(Input data Opens)

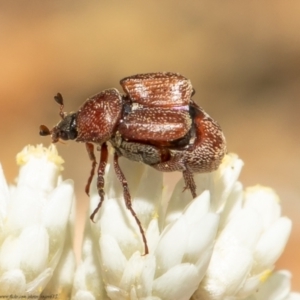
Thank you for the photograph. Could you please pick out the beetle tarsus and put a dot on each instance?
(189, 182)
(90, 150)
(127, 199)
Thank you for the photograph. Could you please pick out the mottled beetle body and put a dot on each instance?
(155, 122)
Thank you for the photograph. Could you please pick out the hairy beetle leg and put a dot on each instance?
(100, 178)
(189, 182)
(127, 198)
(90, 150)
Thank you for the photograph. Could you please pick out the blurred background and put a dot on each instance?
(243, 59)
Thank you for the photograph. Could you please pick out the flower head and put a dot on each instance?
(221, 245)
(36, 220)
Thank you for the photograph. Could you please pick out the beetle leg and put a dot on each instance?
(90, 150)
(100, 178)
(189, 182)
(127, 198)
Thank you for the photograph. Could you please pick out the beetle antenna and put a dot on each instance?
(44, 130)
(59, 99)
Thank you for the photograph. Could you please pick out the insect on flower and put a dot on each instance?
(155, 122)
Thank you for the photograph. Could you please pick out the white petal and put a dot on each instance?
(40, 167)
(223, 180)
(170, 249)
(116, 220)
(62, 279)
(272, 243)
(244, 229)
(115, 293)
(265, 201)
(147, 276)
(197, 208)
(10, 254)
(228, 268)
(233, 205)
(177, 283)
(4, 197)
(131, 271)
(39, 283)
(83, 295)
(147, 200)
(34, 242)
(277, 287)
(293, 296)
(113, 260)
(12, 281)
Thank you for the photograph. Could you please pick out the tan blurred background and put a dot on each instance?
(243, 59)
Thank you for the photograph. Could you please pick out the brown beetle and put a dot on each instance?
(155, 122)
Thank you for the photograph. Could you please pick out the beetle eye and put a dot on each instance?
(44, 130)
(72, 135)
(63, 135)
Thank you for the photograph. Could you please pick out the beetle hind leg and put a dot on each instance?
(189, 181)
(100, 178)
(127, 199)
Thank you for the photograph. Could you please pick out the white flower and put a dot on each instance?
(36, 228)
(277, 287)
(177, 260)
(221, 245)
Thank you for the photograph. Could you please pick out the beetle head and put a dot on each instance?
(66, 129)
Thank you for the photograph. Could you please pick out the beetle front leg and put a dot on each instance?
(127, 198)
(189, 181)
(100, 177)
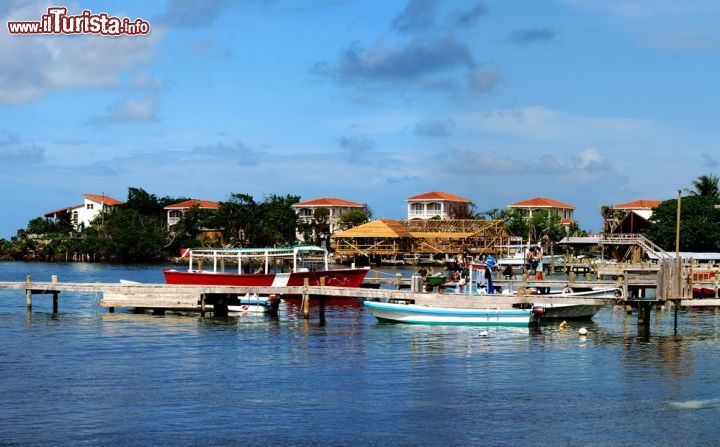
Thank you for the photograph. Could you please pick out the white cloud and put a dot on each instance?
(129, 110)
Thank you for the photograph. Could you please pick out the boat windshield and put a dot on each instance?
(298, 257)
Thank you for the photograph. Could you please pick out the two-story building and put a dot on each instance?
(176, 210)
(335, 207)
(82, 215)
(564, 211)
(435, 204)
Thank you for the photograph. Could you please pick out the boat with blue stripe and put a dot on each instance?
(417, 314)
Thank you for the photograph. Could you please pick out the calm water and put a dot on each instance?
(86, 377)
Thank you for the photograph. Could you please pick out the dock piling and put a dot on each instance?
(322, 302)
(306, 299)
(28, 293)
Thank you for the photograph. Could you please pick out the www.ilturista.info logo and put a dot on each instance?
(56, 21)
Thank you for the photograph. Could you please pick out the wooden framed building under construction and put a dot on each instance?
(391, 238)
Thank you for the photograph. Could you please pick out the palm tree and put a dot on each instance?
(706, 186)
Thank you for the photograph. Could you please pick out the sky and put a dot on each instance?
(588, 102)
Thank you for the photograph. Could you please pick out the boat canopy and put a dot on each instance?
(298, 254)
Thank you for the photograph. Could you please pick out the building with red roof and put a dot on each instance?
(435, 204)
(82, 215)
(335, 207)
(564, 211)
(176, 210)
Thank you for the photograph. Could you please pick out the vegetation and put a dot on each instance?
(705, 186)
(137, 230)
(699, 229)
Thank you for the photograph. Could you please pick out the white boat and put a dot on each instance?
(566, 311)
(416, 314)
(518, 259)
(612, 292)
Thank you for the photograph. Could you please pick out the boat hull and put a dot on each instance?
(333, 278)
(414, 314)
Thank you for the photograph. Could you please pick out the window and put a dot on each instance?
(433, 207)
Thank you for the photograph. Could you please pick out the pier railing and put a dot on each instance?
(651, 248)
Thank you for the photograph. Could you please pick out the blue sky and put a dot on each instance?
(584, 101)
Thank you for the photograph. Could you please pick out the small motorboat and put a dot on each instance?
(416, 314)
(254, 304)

(Input data Closes)

Task requirements: No images belong in the copy. Transcribe every record exactly.

Solution for this task:
Thank you for the photograph. Could you please pick out the beetle tarsus and put a dot on each instance?
(189, 182)
(90, 150)
(127, 199)
Thank you for the photograph. Could you please pick out the mottled beetle body and put a dot on each instance?
(155, 122)
Thank you for the photograph. Could you please pick out the hairy beetle leg and put a dot on each instance?
(100, 178)
(189, 182)
(127, 198)
(90, 150)
Thank you for the photograph. Could you please pick out the blurred background and put a dot on each instance?
(243, 59)
Thank you for the photograph. Could you please pick out the flower head and put a dot on each instance?
(221, 245)
(36, 220)
Thank you for the photograph. Could you please pick out the beetle leg and put a dot on each instance?
(90, 150)
(100, 178)
(189, 182)
(127, 198)
Thank you for the photograph. Could you please pick out the beetle antenna and put a dot on each instance?
(44, 130)
(59, 99)
Thank you for the photograph. Could you please pick out the insect on flower and put a dot on each instance?
(155, 122)
Thank you for the photograph. Could you please pick out the white petal and put a dot on each instance?
(40, 167)
(223, 180)
(170, 249)
(116, 220)
(62, 279)
(272, 243)
(244, 229)
(115, 293)
(265, 201)
(147, 276)
(197, 208)
(10, 254)
(228, 268)
(233, 205)
(177, 283)
(4, 197)
(131, 271)
(39, 283)
(83, 295)
(147, 200)
(34, 242)
(277, 287)
(293, 296)
(113, 260)
(12, 281)
Thank you for the photograph. Could you please pick out the tan blurred background and put a dot on each instance?
(243, 59)
Thank you for the photograph. Could you please pick out the brown beetle and put a dot on each instance?
(155, 122)
Thank you for the photograph. Could you please pick out the beetle eye and put a dot on each instance?
(44, 130)
(72, 135)
(63, 135)
Thank you for the photograph. Could you please pick out the beetle hind leg and put a dot on each instance?
(189, 181)
(100, 178)
(127, 199)
Thank you for the photograph. Could you please pick out the white flower and put a dot on each instance?
(36, 228)
(277, 287)
(177, 260)
(221, 245)
Thank you for the photograph. Could you please pick out the beetle head and put a dot on each instance?
(66, 129)
Thank you for the photograph. Could you please pick out the beetle front leg and put a dot on each instance?
(127, 198)
(189, 181)
(100, 177)
Thank you for the photograph. Could you please pick out the white cloud and put a dot on each instance?
(129, 110)
Thank you for the photograph. Could you please pick out the boat windshield and put a dot on each instance?
(298, 257)
Thank you for the photograph. Could you please pick out the two-story building and put a dot on each instance?
(176, 210)
(335, 207)
(82, 215)
(564, 211)
(435, 204)
Thank you for the photograph. Could you please pick out the boat with blue stripe and put a dot on each instance?
(417, 314)
Thank you for the photograph. Could you please pick out the calm water and put a dot on each instance?
(86, 377)
Thank you for the photograph. Could you please pick out the dock piling and put a dot on each instance?
(322, 302)
(306, 299)
(28, 293)
Thank you for the photograph. Could you please pick out the www.ilturista.info logo and put a dot on each instance?
(56, 21)
Thank you for the photograph. Could you please pick out the wooden framed building under construction and put a dot on each instance?
(391, 238)
Thank you for the photograph. Could you please pick out the palm tree and put a dot on each instance?
(706, 186)
Thank you for the photograph. Could you please pick out the sky and put a dot on each instance?
(588, 102)
Thank you for the photograph. Could you please pick out the boat canopy and put a dot on each instance?
(298, 254)
Thank you for the photograph. Could you please pick out the building with red roof and put a dot on each instance?
(435, 204)
(82, 215)
(335, 207)
(564, 211)
(176, 210)
Thank you for the photograph. Could you please pick out the vegetation and put a dot on each instance?
(705, 186)
(137, 230)
(699, 229)
Thank you for the photograph. Could you please pick out the white boat and put a dot on each instance?
(566, 311)
(416, 314)
(518, 259)
(612, 292)
Thank you for the photograph. Could you please pick out the boat hull and put a dot on each instance?
(333, 278)
(414, 314)
Thank you for the photograph. Could you please pick out the window and put a dot on each instance?
(433, 207)
Thank you for the photograph. Could you please pick out the pier railing and put a dot on each instance?
(651, 248)
Thank you for the photograph. Could you please pick out the blue sky and put a dot on each instance?
(584, 101)
Thank you for the photograph. Could you please pick out the small motorboat and put a dot on each instance?
(416, 314)
(254, 304)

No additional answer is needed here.